╔══
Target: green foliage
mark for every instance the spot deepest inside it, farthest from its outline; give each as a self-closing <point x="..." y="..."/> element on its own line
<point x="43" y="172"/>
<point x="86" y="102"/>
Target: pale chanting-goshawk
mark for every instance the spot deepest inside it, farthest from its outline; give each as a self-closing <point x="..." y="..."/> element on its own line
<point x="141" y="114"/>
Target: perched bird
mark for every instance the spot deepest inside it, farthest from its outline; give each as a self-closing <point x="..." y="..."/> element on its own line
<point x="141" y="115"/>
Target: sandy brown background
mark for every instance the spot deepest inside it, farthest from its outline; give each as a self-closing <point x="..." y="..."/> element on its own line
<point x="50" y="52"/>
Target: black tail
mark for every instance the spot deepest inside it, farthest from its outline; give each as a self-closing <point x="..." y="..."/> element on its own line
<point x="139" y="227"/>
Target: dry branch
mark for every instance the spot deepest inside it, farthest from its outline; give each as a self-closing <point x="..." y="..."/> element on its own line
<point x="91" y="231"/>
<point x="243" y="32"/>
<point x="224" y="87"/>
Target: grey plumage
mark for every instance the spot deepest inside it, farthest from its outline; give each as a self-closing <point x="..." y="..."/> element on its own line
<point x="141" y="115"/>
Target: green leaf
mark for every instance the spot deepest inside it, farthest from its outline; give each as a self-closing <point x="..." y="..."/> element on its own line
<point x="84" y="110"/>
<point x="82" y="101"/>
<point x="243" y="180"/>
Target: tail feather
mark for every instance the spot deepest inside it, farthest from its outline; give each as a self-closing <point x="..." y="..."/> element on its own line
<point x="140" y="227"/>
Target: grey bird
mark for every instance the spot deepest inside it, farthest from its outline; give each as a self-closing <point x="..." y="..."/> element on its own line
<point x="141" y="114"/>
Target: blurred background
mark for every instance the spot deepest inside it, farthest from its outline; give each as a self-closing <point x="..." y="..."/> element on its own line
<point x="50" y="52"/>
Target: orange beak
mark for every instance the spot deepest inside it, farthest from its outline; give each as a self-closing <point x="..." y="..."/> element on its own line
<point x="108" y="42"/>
╚══
**REQUIRED ACTION:**
Word for word, retype all of the entries above.

**RESPONSE TO THE TASK:**
Target: green foliage
mark for every instance the spot deepest inside it, farthest from its outline; give each as a self-closing <point x="..." y="..."/> element on its own line
<point x="43" y="172"/>
<point x="86" y="102"/>
Target: pale chanting-goshawk
mark for every instance the spot deepest inside it, farthest from its outline; give each as a self-closing <point x="..." y="..."/> element on its own line
<point x="141" y="114"/>
Target: perched bird
mark for every instance the spot deepest inside it, farthest from its outline; give each as a self-closing <point x="..." y="..."/> element on its own line
<point x="141" y="115"/>
Target: sandy brown background
mark for every instance the spot deepest inside it, farthest from its outline; give each as a self-closing <point x="..." y="..."/> element on its own line
<point x="50" y="52"/>
Target: black tail
mark for every instance the spot deepest inside it, farthest from its outline; give each as a self-closing <point x="..." y="..."/> element on its own line
<point x="139" y="227"/>
Target: dry branch
mark for every instance the spot deepest inside it, farthest from its outline; give each as a self-closing <point x="..." y="..."/> element on its own line
<point x="91" y="231"/>
<point x="243" y="32"/>
<point x="224" y="87"/>
Target: grey plumage
mark for every instance the spot deepest inside it, farthest from its outline; give each as a self-closing <point x="..." y="..."/> element on its own line
<point x="141" y="115"/>
Target: green leaf
mark for every instance the spot deepest inside it, farthest from its outline; give each as a self-closing <point x="..." y="..."/> element on its own line
<point x="84" y="110"/>
<point x="82" y="101"/>
<point x="243" y="180"/>
Target: tail feather
mark for every instance the spot deepest inside it, farthest from its outline; give each as a self-closing <point x="..." y="..."/> element on its own line
<point x="140" y="227"/>
Target: grey bird
mark for every instance the spot deepest inside it, farthest from its outline; give each as a self-closing <point x="..." y="..."/> element on its own line
<point x="141" y="114"/>
Target: blurred background
mark for every instance the spot deepest inside it, farthest from its outline; give each as a self-closing <point x="..." y="..."/> element on its own line
<point x="50" y="52"/>
Target: orange beak
mark for every instance the spot deepest inside it, farthest from its outline; give each as a self-closing <point x="..." y="..."/> element on its own line
<point x="108" y="42"/>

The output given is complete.